_Stated goal_
Reproduce the lines of the records verbatim, starting at the line containing "Tag the ridge" and ending at the line containing "[1174, 288]", with both of those lines included.

_Materials provided_
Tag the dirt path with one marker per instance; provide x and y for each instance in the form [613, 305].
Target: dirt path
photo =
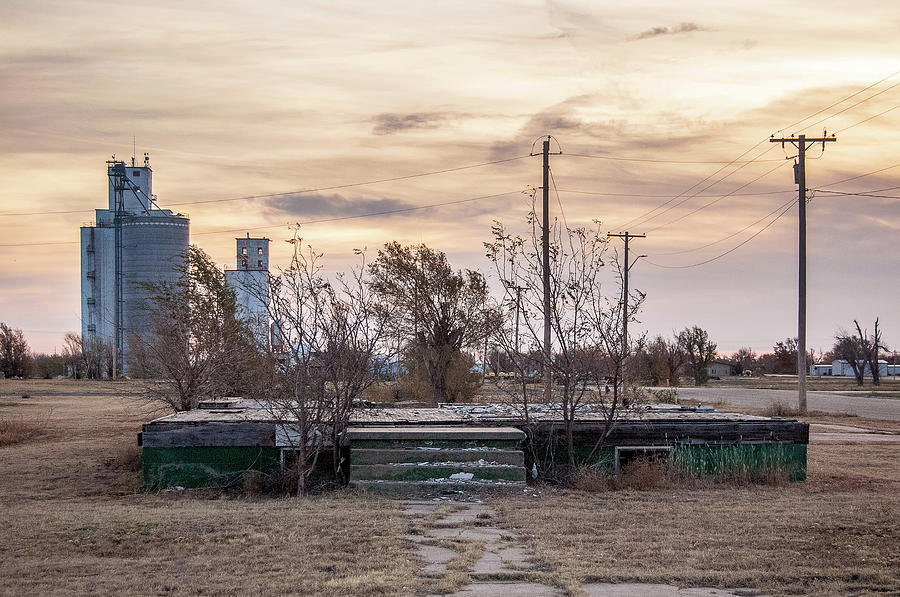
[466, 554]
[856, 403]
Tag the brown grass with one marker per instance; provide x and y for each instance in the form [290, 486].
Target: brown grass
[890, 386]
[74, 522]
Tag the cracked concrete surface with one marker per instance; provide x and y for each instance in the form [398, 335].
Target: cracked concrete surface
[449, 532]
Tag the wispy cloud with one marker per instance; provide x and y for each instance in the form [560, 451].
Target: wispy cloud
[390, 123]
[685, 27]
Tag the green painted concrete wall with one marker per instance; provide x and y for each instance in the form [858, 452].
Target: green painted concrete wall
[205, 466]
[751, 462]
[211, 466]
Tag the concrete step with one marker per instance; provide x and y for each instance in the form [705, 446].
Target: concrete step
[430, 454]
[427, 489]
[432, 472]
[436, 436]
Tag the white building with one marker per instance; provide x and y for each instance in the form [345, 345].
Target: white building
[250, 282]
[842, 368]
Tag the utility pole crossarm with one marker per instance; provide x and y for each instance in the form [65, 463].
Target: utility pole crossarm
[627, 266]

...

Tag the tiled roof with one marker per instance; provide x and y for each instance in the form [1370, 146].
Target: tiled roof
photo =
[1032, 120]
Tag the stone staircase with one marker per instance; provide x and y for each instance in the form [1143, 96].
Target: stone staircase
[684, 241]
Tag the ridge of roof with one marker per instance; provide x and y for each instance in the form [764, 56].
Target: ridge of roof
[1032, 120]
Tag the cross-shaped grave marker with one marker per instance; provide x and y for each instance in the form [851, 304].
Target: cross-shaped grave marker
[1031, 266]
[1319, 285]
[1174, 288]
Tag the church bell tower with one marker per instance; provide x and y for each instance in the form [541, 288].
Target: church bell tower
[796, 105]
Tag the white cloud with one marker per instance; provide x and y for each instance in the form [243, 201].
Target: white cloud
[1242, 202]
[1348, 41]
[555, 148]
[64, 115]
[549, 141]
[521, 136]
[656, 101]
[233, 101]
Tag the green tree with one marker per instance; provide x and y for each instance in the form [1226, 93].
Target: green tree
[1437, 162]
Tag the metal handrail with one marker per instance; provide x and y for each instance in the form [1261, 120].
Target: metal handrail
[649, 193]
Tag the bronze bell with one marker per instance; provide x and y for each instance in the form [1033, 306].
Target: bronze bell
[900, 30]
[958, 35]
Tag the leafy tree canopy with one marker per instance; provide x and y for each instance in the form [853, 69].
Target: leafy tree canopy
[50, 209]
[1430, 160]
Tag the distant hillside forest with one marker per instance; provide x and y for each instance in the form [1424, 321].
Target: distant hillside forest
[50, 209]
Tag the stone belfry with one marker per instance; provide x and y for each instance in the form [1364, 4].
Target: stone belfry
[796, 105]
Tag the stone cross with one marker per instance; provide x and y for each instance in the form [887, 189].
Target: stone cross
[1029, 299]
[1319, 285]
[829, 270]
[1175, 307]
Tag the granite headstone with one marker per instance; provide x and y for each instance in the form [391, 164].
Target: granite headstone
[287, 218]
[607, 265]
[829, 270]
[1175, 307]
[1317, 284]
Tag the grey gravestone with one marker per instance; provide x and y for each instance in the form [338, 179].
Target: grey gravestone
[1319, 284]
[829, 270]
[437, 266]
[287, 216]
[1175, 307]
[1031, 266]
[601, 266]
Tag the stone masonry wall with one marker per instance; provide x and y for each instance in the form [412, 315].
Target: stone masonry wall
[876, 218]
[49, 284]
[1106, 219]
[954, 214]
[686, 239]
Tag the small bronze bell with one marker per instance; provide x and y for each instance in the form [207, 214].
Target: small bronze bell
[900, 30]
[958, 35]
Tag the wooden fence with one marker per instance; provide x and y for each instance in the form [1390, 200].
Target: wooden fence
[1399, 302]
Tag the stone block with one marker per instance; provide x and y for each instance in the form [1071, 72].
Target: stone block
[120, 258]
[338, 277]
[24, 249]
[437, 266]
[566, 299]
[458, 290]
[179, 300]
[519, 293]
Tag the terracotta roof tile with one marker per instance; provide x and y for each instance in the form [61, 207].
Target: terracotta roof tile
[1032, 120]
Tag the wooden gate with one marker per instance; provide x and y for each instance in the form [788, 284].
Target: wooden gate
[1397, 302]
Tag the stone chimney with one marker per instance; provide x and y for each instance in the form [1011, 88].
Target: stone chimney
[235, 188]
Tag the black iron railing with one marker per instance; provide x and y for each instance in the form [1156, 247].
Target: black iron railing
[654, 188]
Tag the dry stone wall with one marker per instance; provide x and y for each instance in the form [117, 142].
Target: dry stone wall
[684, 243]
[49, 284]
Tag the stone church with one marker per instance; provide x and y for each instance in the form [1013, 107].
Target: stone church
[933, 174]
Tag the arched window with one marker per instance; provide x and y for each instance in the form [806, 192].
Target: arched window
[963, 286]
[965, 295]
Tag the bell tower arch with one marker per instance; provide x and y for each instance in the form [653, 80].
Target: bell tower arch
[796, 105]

_Final answer_
Tag the ridge of roof with one marker per instance; provide x and y for each instance in the form [764, 56].
Target: ridge of roof
[1032, 120]
Tag the cross-shaped grave marker with one marker per instance; provide x and y for each instance in the form [851, 304].
Target: cross-shaped grave marker
[1031, 266]
[1319, 285]
[1174, 288]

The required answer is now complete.